Some of the chat topics include “Gender Affirmation Surgeries,” “Finding Chosen Family,” and “Drag Culture 101.”
The Centers for Disease Control and Prevention (CDC) is promoting a private chat platform that enables teens to discuss — without parental oversight — a range of highly fraught issues, including LGBT challenges, occult topics, dealing with difficult relatives or even finding an alternative “family” through communities that are more accepting.
On the CDC’s “LGBT Youth Resources” page, one of the resources listed is “Q Chat Space,” which the CDC describes as “a digital LGBTQ+ center where teens join live-chat, professionally facilitated, online support groups.”
The platform is made up of live, “online discussion groups for LGBTQ+ and questioning teens ages 13 to 19,” according to the Q Chat Space website.
The live chats “are facilitated by experienced staff who work at LGBTQ+ centers around the United States,” the platform explains, emphasizing that its “facilitators are NOT mental health professionals.”
One of the adult facilitators, introduced on Q Chat Space’s Instagram with “they/xe” pronouns, is “a Black nonbinary queer asexual” and a “drag artist.” Another facilitator, who uses “xe/xem, they/them” pronouns, is identified as “Black, genderqueer, gray-ace, and neurodivergent.”

────────────────────

WHAT TO DO -
**1)** In the Q Chat Space article, what age range is the platform's discussion groups open to?
**2)** Rewrite the Q Chat Space article starting at "The Centers for" and ending at "Chat Space website.", putting "young people" wherever "teens" appears.
**3)** Write the next part of the Q Chat Space article, picking up after its final sentence.

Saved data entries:
────────────────────

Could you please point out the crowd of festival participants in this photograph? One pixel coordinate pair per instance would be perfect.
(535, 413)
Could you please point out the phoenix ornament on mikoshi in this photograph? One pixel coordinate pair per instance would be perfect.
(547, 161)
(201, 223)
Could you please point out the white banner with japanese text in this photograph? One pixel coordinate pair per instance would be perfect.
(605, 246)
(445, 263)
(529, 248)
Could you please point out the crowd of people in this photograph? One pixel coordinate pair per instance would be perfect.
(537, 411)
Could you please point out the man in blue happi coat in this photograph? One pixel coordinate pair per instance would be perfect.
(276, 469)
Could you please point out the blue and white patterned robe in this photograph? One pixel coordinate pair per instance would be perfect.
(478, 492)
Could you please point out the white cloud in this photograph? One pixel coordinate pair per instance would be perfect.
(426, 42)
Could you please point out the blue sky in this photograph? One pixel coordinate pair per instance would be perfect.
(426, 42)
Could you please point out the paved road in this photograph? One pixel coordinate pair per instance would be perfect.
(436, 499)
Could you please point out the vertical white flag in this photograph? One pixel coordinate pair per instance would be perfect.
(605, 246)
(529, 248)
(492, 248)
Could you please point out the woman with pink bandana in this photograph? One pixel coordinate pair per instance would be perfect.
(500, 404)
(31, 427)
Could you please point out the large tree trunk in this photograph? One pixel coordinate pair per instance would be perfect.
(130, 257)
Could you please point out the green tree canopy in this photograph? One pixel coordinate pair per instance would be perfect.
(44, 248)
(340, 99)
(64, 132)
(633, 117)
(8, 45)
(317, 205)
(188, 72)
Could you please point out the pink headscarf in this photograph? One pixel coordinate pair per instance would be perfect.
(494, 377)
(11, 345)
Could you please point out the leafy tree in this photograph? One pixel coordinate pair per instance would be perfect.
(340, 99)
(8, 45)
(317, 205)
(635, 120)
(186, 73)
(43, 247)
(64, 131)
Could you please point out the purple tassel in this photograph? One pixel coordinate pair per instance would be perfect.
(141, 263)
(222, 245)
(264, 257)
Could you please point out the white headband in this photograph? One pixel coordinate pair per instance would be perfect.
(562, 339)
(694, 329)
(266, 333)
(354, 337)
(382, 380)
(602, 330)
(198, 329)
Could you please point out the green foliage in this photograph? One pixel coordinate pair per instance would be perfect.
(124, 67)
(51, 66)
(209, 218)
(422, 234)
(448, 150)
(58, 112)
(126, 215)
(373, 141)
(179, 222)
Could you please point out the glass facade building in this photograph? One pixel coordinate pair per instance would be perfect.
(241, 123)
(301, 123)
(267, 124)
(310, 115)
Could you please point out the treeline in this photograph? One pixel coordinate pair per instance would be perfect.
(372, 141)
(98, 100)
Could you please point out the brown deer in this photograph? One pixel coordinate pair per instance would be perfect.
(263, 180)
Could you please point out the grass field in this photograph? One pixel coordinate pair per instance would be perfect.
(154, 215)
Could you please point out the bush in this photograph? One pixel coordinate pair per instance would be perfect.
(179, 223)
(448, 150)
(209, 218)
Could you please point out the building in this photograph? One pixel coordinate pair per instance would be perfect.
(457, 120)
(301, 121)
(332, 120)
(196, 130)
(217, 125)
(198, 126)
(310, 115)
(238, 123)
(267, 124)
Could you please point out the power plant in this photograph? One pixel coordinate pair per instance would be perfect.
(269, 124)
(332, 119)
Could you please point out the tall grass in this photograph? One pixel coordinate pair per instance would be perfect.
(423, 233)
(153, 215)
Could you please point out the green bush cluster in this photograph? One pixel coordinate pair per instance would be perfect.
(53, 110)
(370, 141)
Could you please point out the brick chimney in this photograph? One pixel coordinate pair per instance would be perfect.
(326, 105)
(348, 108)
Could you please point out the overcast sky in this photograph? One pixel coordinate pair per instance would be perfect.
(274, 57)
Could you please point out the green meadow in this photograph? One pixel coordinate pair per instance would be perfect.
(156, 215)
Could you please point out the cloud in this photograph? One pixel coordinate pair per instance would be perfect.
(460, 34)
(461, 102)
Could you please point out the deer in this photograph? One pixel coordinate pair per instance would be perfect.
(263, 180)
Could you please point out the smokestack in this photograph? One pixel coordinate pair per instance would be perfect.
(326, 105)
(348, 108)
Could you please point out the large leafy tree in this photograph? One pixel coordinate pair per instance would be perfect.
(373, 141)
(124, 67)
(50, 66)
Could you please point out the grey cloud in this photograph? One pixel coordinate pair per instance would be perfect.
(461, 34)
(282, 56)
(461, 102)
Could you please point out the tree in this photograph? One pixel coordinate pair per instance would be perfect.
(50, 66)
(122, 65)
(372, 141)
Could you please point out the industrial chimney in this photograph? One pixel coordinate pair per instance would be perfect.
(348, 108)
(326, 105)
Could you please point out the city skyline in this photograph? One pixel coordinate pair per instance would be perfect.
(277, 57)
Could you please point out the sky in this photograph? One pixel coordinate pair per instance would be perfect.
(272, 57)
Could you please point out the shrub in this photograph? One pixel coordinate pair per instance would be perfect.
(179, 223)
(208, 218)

────────────────────

EXERCISE ANSWERS -
**1)** Teens ages 13 to 19.

**2)**
The Centers for Disease Control and Prevention (CDC) is promoting a private chat platform that enables young people to discuss — without parental oversight — a range of highly fraught issues, including LGBT challenges, occult topics, dealing with difficult relatives or even finding an alternative “family” through communities that are more accepting.
On the CDC’s “LGBT Youth Resources” page, one of the resources listed is “Q Chat Space,” which the CDC describes as “a digital LGBTQ+ center where young people join live-chat, professionally facilitated, online support groups.”
The platform is made up of live, “online discussion groups for LGBTQ+ and questioning young people ages 13 to 19,” according to the Q Chat Space website.

**3)**
According to its website, “Q Chat Space is a collaboration,” of Planned Parenthood, PFLAG – “the largest organization for lesbian, gay, bisexual, transgender, and queer (LGBTQ+) people, their parents and families, and allies” — and CenterLink: The Community of LGBT Centers.
Other topics include “Self Discovery [sic] in Astrology,” “How Do Your Big Three Astrological Signs Affect Your Everyday Life?” and a chat for “youth of color” about “familiars,” which are “small household pets that serve as a witch’s companion.”
“Some LGBT youth are more likely than their heterosexual peers to experience negative health and life outcomes,” the CDC notes on its “LGBT Youth Resources” page. “It is critical,” the public health agency emphasizes, “for the parents, guardians, and other family members of LGBT youth to have access to the resources they need to ensure their LGBT children are protected and supported.”
Given the CDC claim that it’s “critical” for parents to have access to resources like Q Chat Space to ensure the safety and support of their LGBT children, some may be surprised to learn that Q Chat Space includes features that enable its teen users to evade parental scrutiny and oversight.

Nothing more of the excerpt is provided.